» Testo di partenza
Il pianoforte di Einstein.

Una cronologia

di Jakob Staude

Il pianoforte che nel 1931 Albert Einstein regalò per il compleanno alla sorella Maja, allora residente a Quinto vicino a Firenze, e che lei nel 1939, prima della sua partenza forzata per Princeton, lasciò al pittore Hans-Joachim Staude, che pure viveva a Firenze, il 23 giugno 2016 – nell’ambito della rassegna divulgativa ‘Notti d’Estate’ organizzata da Paolo Tozzi – è stato affidato agli Astrofisici dell’Osservatorio fiorentino di Arcetri.

In quella festosa occasione è stata raccontata – a cielo aperto, verso l’ora del tramonto, con quella vista celeberrima – la storia di questo strumento, che s’intreccia ai destini di personaggi assai diversi fra loro e sul quale quella sera stessa i pianisti Luisa Valeria Carpignano e Ferdinando Mussutto hanno eseguito un concerto a quattro mani ideato da Antonio Staude. Qui seguono gli appunti utilizzati per quel racconto.

Cari colleghi, cari amici,
ho da narrarvi la storia del pianoforte che Albert Einstein regalò a sua sorella Maja nel 1931 e che oggi, dopo molte peripezie – del pianoforte e dei personaggi coinvolti – è arrivato quassù, affidato agli astrofisici di Arcetri (Fig. 1). È una storia di amore per l’arte e per la cultura in genere, di amore per Firenze e per il proprio paese, che s’intreccia con gli eventi più paradossali e terribili di quegli anni: farò semplicemente la cronologia degli avvenimenti – e incomincerò da molto lontano.

» Dati raccolti

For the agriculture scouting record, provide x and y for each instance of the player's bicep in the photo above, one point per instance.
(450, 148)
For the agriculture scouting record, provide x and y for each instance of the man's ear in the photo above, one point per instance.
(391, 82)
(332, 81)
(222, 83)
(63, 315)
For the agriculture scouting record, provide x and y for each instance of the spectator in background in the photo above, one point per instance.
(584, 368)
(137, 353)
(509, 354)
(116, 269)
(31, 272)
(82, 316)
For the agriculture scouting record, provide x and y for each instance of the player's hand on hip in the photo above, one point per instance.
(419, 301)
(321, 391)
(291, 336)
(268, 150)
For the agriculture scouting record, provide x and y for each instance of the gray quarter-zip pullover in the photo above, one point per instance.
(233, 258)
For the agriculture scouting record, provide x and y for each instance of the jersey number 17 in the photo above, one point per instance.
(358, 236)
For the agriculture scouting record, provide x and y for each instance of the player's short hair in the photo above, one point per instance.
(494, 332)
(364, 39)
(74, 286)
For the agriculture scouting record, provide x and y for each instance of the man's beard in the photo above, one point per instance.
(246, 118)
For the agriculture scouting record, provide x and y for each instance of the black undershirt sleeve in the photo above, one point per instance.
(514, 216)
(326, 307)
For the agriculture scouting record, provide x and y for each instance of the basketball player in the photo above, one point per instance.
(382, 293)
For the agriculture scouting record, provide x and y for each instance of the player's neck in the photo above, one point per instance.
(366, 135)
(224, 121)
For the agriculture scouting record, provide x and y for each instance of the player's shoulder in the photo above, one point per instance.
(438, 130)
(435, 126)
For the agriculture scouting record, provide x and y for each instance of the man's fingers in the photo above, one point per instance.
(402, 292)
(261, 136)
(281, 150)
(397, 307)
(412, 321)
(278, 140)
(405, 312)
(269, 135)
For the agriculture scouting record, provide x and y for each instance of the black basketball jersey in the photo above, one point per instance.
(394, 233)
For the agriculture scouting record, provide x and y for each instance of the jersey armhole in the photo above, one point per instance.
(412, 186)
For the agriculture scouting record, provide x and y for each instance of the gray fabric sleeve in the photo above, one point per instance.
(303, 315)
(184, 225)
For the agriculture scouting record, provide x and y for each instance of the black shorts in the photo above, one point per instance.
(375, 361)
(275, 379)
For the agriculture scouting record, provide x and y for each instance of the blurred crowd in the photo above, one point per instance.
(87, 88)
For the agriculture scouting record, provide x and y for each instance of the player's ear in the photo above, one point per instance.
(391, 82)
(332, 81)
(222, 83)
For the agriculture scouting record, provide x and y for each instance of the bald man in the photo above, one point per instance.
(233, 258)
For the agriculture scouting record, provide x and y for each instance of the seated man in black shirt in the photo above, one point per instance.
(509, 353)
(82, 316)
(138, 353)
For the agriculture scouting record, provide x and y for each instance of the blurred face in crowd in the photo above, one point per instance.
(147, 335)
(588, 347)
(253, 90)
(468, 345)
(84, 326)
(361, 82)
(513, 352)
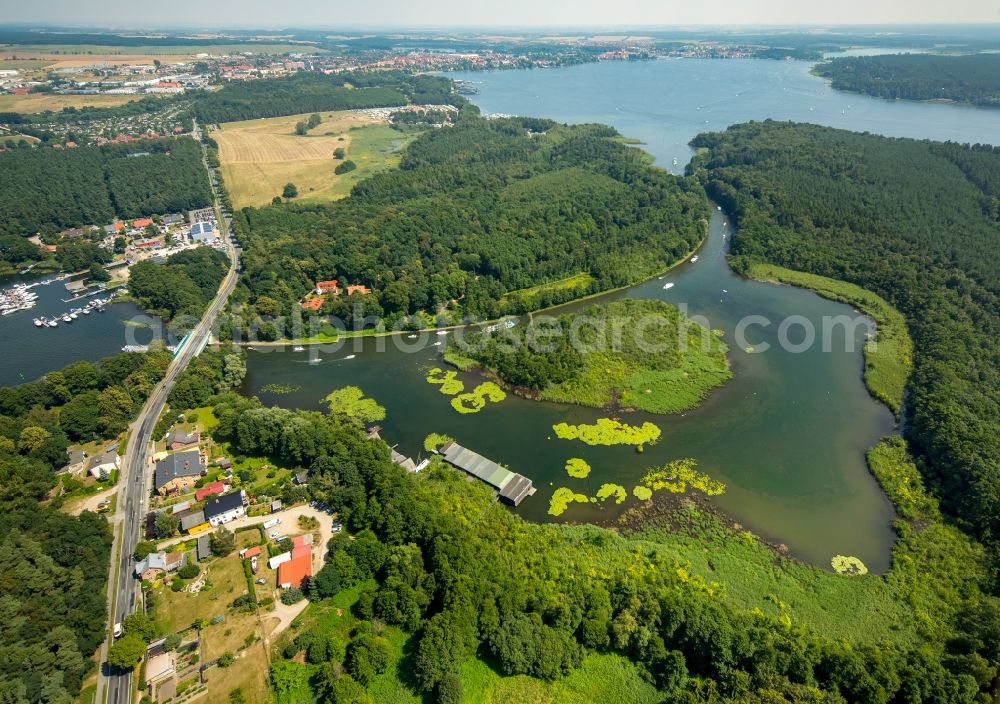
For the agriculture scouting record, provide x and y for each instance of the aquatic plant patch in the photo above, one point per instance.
(608, 432)
(476, 400)
(680, 475)
(848, 565)
(448, 381)
(435, 440)
(562, 498)
(577, 468)
(612, 491)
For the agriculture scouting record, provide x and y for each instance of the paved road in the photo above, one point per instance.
(135, 479)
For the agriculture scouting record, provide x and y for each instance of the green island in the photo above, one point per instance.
(888, 355)
(631, 354)
(725, 601)
(965, 78)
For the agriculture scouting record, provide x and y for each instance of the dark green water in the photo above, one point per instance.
(789, 432)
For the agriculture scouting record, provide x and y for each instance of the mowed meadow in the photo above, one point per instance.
(260, 156)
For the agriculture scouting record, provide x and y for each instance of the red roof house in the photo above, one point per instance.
(294, 572)
(209, 490)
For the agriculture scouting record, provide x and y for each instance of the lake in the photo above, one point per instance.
(29, 352)
(787, 434)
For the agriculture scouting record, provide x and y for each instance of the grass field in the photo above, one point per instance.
(260, 156)
(887, 358)
(39, 102)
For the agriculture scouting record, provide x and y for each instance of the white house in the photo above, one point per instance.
(226, 508)
(104, 464)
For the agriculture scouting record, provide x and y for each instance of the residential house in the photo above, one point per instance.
(77, 458)
(295, 572)
(194, 522)
(325, 287)
(177, 473)
(104, 464)
(158, 564)
(212, 489)
(225, 508)
(203, 231)
(160, 668)
(203, 548)
(183, 440)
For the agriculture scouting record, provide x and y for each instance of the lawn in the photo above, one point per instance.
(260, 156)
(39, 102)
(581, 281)
(600, 678)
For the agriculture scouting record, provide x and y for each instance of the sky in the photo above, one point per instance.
(504, 13)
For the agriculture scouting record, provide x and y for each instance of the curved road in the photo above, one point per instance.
(135, 477)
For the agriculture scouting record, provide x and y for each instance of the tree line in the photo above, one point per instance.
(972, 78)
(915, 222)
(477, 211)
(93, 185)
(314, 92)
(53, 566)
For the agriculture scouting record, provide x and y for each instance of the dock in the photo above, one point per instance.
(511, 487)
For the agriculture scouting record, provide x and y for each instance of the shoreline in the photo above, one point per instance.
(351, 334)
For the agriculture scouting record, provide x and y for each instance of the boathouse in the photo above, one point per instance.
(511, 487)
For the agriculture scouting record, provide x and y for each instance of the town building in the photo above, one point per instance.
(177, 473)
(225, 508)
(102, 465)
(511, 487)
(183, 440)
(158, 564)
(213, 489)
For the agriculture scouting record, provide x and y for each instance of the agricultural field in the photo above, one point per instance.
(74, 55)
(40, 102)
(260, 156)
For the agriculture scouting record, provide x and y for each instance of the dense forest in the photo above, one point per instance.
(465, 584)
(53, 571)
(93, 185)
(311, 92)
(182, 286)
(917, 223)
(476, 218)
(973, 78)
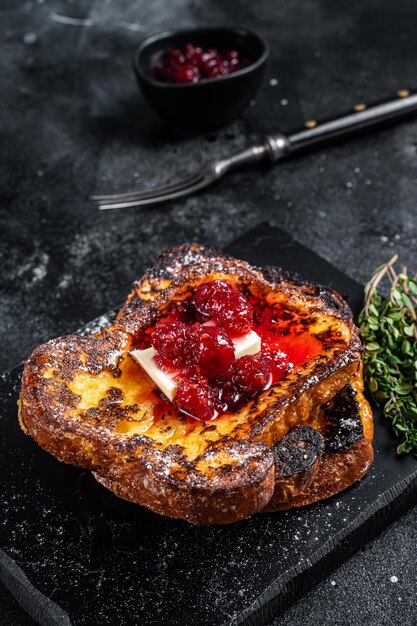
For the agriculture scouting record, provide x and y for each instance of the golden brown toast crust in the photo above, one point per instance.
(83, 399)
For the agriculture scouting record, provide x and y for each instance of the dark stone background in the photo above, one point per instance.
(73, 123)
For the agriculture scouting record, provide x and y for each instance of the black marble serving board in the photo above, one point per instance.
(72, 553)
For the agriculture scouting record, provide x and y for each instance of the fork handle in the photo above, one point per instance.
(363, 117)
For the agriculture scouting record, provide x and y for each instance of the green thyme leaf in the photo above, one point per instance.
(389, 332)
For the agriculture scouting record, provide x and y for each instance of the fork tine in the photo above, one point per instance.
(141, 199)
(151, 193)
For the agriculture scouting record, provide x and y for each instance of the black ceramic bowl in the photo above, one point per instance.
(210, 103)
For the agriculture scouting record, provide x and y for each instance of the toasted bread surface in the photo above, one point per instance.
(87, 402)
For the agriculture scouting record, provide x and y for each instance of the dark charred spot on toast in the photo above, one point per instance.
(298, 451)
(343, 421)
(61, 393)
(109, 412)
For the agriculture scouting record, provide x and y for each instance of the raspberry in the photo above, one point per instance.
(192, 63)
(203, 297)
(250, 375)
(196, 398)
(234, 313)
(186, 73)
(169, 339)
(212, 350)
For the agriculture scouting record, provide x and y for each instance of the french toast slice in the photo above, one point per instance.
(85, 400)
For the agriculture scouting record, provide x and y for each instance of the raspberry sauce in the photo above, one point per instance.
(194, 342)
(193, 63)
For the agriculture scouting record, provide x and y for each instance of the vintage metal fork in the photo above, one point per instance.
(274, 148)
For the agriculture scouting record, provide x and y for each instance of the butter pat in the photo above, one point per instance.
(165, 381)
(248, 344)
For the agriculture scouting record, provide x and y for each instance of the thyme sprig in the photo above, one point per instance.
(389, 332)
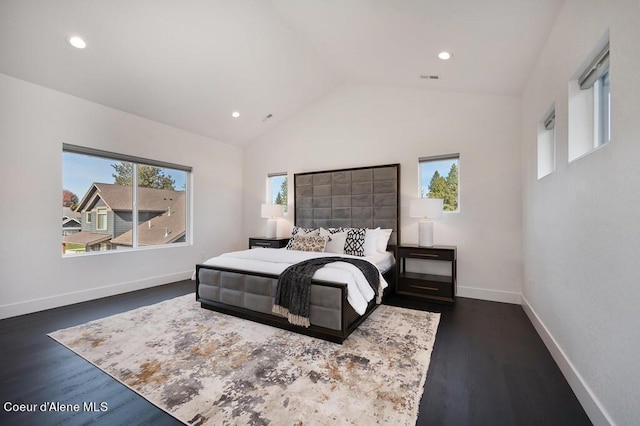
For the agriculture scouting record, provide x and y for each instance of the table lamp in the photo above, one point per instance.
(272, 212)
(426, 209)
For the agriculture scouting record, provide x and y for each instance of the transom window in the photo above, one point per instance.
(590, 106)
(277, 184)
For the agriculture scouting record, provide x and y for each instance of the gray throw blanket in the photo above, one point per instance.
(294, 286)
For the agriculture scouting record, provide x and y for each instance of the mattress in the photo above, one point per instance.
(275, 261)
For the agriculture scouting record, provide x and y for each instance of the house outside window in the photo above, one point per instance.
(101, 219)
(110, 185)
(439, 177)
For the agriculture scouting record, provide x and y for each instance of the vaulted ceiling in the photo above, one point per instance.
(191, 63)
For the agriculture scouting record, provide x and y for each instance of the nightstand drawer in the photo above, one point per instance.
(268, 242)
(427, 288)
(425, 253)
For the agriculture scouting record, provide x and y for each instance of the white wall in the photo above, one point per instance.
(34, 122)
(580, 223)
(362, 126)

» Consegna
Riscrivi il testo sul pianoforte di Einstein cominciando da "Il pianoforte di" e proseguendo fino a "fiorentino di Arcetri.", con "piano" al posto di "pianoforte". I dati provengono da una fonte diversa dal testo.

» Risultato
Il piano di Einstein.

Una cronologia

di Jakob Staude

Il piano che nel 1931 Albert Einstein regalò per il compleanno alla sorella Maja, allora residente a Quinto vicino a Firenze, e che lei nel 1939, prima della sua partenza forzata per Princeton, lasciò al pittore Hans-Joachim Staude, che pure viveva a Firenze, il 23 giugno 2016 – nell’ambito della rassegna divulgativa ‘Notti d’Estate’ organizzata da Paolo Tozzi – è stato affidato agli Astrofisici dell’Osservatorio fiorentino di Arcetri.